_Task to carry out:_ Rewrite the records below, replacing "bounding box" with "enclosing box" wherever it occurs and leaving every other word unchanged.

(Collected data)
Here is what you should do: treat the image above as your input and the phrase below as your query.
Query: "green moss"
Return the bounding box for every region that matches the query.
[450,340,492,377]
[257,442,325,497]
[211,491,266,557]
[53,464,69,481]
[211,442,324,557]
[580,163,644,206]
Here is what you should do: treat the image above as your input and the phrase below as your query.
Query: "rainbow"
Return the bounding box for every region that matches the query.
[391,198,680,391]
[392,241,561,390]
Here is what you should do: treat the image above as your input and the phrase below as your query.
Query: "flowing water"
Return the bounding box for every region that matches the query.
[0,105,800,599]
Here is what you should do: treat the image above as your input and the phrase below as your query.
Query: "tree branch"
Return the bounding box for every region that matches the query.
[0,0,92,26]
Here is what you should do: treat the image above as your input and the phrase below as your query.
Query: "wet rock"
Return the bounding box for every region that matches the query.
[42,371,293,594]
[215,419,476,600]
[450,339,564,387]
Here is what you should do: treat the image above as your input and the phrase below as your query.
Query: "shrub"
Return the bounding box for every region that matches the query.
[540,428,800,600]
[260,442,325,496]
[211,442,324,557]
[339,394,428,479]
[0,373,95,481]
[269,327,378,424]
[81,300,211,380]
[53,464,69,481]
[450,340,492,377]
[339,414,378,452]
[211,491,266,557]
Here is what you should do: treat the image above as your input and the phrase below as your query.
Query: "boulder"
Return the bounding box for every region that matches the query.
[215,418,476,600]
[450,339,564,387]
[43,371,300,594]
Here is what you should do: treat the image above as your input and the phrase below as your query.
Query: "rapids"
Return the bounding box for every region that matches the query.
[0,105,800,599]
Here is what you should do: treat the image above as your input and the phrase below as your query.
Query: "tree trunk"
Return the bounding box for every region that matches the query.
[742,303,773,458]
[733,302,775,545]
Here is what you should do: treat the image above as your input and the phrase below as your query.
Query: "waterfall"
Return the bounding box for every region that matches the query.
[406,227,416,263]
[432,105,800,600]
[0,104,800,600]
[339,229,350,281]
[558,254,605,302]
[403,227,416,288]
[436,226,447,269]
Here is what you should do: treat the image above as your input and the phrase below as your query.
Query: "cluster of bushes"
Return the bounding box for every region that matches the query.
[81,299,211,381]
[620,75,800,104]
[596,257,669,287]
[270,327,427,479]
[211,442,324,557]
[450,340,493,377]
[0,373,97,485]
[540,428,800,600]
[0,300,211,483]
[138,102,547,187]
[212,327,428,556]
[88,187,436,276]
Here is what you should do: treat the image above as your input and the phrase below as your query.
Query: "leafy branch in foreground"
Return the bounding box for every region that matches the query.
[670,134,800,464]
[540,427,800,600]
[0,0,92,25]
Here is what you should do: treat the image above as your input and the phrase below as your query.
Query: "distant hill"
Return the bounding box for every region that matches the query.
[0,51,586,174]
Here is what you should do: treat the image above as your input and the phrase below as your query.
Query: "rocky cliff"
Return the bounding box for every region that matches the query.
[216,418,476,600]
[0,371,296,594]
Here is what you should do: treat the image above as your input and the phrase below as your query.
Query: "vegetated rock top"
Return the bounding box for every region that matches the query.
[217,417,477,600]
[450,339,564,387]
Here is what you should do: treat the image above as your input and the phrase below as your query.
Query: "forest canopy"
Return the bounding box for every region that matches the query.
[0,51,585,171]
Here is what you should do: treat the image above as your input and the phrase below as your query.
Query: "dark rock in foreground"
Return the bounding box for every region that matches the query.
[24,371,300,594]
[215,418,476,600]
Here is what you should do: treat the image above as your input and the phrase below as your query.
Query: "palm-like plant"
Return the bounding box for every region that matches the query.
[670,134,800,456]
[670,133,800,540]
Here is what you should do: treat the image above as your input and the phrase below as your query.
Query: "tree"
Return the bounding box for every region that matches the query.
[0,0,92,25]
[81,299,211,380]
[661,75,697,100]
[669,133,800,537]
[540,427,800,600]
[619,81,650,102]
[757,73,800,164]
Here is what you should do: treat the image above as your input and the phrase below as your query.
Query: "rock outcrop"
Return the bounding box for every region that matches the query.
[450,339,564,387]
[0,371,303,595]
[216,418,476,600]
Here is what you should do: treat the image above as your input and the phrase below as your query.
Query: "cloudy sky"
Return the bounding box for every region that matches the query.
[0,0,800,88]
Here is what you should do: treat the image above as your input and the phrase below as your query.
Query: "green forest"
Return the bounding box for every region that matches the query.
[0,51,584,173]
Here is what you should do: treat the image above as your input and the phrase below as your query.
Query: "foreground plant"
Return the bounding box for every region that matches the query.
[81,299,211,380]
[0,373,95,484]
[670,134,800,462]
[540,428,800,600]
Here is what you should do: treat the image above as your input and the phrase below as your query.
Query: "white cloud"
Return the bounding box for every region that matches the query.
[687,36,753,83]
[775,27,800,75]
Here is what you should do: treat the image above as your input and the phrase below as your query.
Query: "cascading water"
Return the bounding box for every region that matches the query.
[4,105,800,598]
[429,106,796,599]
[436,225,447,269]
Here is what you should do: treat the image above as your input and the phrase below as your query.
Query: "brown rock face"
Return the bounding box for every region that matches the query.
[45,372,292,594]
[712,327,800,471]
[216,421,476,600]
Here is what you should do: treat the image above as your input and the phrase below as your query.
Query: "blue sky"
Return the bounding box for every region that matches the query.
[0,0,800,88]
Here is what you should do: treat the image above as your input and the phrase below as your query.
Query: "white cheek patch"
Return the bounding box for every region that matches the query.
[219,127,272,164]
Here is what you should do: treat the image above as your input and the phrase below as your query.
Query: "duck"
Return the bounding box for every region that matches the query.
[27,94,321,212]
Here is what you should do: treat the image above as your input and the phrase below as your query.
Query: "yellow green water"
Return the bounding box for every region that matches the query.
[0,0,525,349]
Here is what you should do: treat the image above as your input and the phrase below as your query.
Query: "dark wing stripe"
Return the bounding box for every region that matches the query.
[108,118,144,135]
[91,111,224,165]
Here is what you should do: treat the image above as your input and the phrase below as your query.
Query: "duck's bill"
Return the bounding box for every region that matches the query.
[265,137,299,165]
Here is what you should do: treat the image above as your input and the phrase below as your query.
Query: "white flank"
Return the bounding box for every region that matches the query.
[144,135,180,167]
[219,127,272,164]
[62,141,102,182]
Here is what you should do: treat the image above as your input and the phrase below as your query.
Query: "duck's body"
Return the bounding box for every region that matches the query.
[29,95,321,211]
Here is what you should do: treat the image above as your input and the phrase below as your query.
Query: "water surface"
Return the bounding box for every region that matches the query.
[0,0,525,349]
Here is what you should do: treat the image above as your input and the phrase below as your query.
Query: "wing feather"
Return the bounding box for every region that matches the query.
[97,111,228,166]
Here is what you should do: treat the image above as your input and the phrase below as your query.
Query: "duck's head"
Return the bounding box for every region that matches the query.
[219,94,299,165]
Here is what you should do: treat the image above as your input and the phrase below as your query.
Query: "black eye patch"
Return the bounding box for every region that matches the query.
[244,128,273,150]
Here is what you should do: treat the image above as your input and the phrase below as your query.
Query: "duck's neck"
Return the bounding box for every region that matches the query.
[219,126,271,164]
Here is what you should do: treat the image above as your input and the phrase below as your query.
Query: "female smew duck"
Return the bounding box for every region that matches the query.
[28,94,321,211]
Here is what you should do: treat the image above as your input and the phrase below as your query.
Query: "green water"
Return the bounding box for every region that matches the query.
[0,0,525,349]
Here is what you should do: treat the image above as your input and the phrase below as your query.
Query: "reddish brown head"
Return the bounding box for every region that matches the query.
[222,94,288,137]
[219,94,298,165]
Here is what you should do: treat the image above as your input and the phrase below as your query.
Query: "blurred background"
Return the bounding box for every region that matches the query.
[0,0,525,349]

_Task output:_
Here is what you should do: treat the image above as your input and the phrase below as your query.
Query: "green moss"
Return the enclosing box for every region that matches the query.
[450,340,492,377]
[257,442,325,497]
[211,491,266,557]
[53,464,69,481]
[211,442,324,557]
[580,163,644,206]
Here is what you should do: treat the image above as your input and the phrase below as your query.
Query: "rainbow"
Return the enclosing box for every region that matches the query.
[391,198,680,391]
[392,241,561,390]
Here is what you should do: treat the image above as your input and the phrase below as your query.
Query: "flowing water"
Return the enclosing box for every region that matches the query.
[0,105,800,599]
Here is what you should do: treat the image above as your input and the phrase below as your query.
Query: "tree branch"
Return the enclosing box for every region that matches the query.
[0,0,92,26]
Here is what you should do: treat the image above as your input and the phrase below as your query.
Query: "wet rock"
Return the enclosing box for every region that matches the query.
[42,371,293,594]
[215,419,476,600]
[450,339,564,387]
Here is what you should do: treat the image above as your input and the phrase below as your query.
Query: "shrub"
Return the enclosing box for every region that matches the query.
[540,428,800,600]
[260,442,325,496]
[211,442,324,557]
[339,394,428,479]
[0,373,95,481]
[269,327,378,424]
[81,300,211,380]
[53,464,69,481]
[450,340,492,377]
[339,414,378,452]
[211,491,266,557]
Here is what you should do: treat the image above as your input and the phrase below as your query.
Query: "boulder"
Return the enclosing box for every region that matches the query.
[215,418,476,600]
[450,339,564,387]
[43,371,300,594]
Here is what you should do: treat the image above as your input and the phrase below as your query.
Query: "rapids"
Return the enclosing box for every region that matches the query.
[0,105,800,599]
Here is what you should do: treat the image above as your input and the phrase below as your query.
Query: "tree trunk"
Return the enclosing box for every region that matches the query.
[742,303,773,458]
[733,302,775,545]
Here is what you should do: treat the image above as your input and the phrase below as your query.
Query: "waterfall"
Return the enclosing box for every region that matches the query.
[406,227,416,263]
[432,105,800,600]
[0,104,800,600]
[339,229,350,281]
[558,254,605,302]
[403,227,416,288]
[436,226,447,269]
Here is what you should do: treat the image above as your input and the phrase below as your query.
Query: "cluster of bushes"
Return the enclosing box for every region that matches the query.
[81,299,211,381]
[620,75,800,104]
[596,257,669,287]
[270,327,427,479]
[211,442,324,557]
[450,340,493,377]
[0,373,97,485]
[540,428,800,600]
[0,300,211,483]
[138,102,547,187]
[212,327,428,556]
[88,187,436,276]
Here is what you should do: treat the image above as your input and the phrase below as your query.
Query: "leafy branch in foreground"
Return the enclosing box for every region that matches the query.
[670,134,800,464]
[540,427,800,600]
[0,0,92,25]
Here is what you should do: treat the image above as your input and the phrase below as your query.
Query: "distant hill"
Return the enclosing box for every region that matches the query.
[0,51,586,174]
Here is what you should do: treat the image above as your input and the phrase below as your query.
Query: "rocky cliff"
Return the enclosing box for every region that matches the query.
[216,418,476,600]
[0,371,296,594]
Here is what you should do: treat the image above as your input and the phrase below as your query.
Query: "vegetated rock top"
Return the enclosing box for every region that matches the query.
[217,417,477,600]
[450,339,564,387]
Here is what you should do: treat the image above as your input and the phrase below as your query.
Query: "forest canopy"
Return the enclosing box for every region that matches the query.
[0,51,585,171]
Here is what you should do: treat the image above as your input and the phrase below as your query.
Query: "dark rock in foreground"
Return the enclosing box for every region that matches the query.
[24,371,300,594]
[215,418,476,600]
Here is what you should do: treat the image above as your input and the phrase below as your query.
Query: "palm-like plant"
Return the enclosing box for every region that matches the query.
[670,134,800,456]
[670,133,800,540]
Here is what you should do: treat the image above as your input and the phrase below as your query.
Query: "tree"
Return the enclosing box for every region that matches the query.
[0,0,92,25]
[81,299,211,380]
[661,75,697,100]
[669,133,800,537]
[540,427,800,600]
[619,81,650,102]
[757,73,800,164]
Here is what you should do: treat the image above as your input and the phrase below as your query.
Query: "rock outcrop"
Return the enclosing box for every region that matches the query.
[450,339,564,387]
[0,371,303,595]
[216,418,476,600]
Here is what you should do: treat the image above as your input and the phrase below as your query.
Query: "cloudy sky"
Return the enclosing box for every region that matches the query.
[0,0,800,88]
Here is what you should do: treat the image above as your input and the phrase below as your query.
Query: "green forest"
Return the enclosing box for every region that matches the query.
[0,51,584,173]
Here is what you should do: treat the image above as your input and the phrase below as your query.
Query: "foreground plant"
Return the enclosing box for every region that matches the query.
[81,299,211,380]
[0,373,95,484]
[670,134,800,462]
[540,428,800,600]
Here is what you should do: treat the image above as your input and the phrase below as your query.
Query: "white cloud"
Return the enclosing box for every region that matches the query.
[687,36,753,83]
[775,27,800,75]
Here is what you should do: treat the image above as your input and the phrase below as your query.
Query: "cascading water"
Return the enclosing box for every region that matches the query.
[4,105,800,598]
[429,106,796,599]
[436,225,447,269]
Here is what you should do: treat the image above as your input and the phrase below as your query.
Query: "brown rock face"
Return the enclosing box for every region that matches the query.
[45,372,292,594]
[712,327,800,471]
[216,421,476,600]
Here is what you should do: treat the image above as your input and the phrase below as your query.
Query: "blue sky"
Return the enclosing box for every region that matches the query.
[0,0,800,88]
Here is what you should do: treat the image above as your input and the phrase below as your query.
Query: "white cheek patch"
Return the enclosing box for every region that matches the query.
[219,127,272,164]
Here is what you should do: treat the image above as your input and the phrase below as your query.
Query: "duck"
Return the enclosing box for every region that matches the query.
[27,94,321,212]
Here is what you should do: treat the image above as your input and the phrase below as your query.
Query: "yellow green water"
Return the enclosing box for every region that matches the query.
[0,0,525,349]
Here is what you should do: treat the image above as your input and the phrase below as your query.
Query: "dark wing stripe"
Return the enclosing box for every region that matches the query.
[108,118,144,135]
[91,111,224,165]
Here is what you should do: treat the image above as your input and the phrase below as your query.
Query: "duck's bill"
Return the enclosing box for every region that matches the query.
[265,137,299,165]
Here is what you should do: treat the image above as your input and the phrase below as your query.
Query: "white flank"
Return the enclosing box for every region that matches the query.
[144,135,180,167]
[219,127,272,164]
[62,141,102,182]
Here is what you should do: treat the image above as your input and the phrase below as your query.
Query: "duck's body"
Return the enclosing box for every region that matches the query.
[29,95,321,211]
Here is what you should do: treat the image above as your input and the phrase below as your query.
Query: "water surface"
Return the enclosing box for every region that matches the query.
[0,0,525,349]
Here is what you should do: treat the image above as your input and the phrase below as your query.
Query: "wing feather"
Return the enclosing box for every region that matches the query.
[97,111,228,166]
Here is what you should do: treat the image above as your input and the phrase below as your query.
Query: "duck's head"
Return the enclosing box for every region that matches the query.
[219,94,299,165]
Here is what you should do: treat the image above as your input and the phrase below as your query.
Query: "black eye patch"
Return the enclosing box for every region that matches the query.
[244,128,273,150]
Here is what you should do: treat the image above as your input and the phrase below as your query.
Query: "duck's neck"
Return the enclosing box for every region that matches the query.
[219,126,271,164]
Here is what you should do: treat the image above as your input and the phrase below as your query.
Query: "female smew duck"
Return the enclosing box for every region that matches the query.
[28,94,321,211]
Here is what you should do: treat the image above as your input and the phrase below as your query.
Query: "green water"
Return the enclosing box for every region that matches the query.
[0,0,525,349]
Here is what you should do: treat the image above as your input and the phrase below as your query.
Query: "reddish brown head"
Return the enclosing box for every region that matches the query.
[222,94,288,137]
[219,94,298,165]
Here is what you should do: treat the image above as your input and the phrase below as your query.
Query: "blurred background"
Return the enclosing box for every region that matches the query.
[0,0,525,349]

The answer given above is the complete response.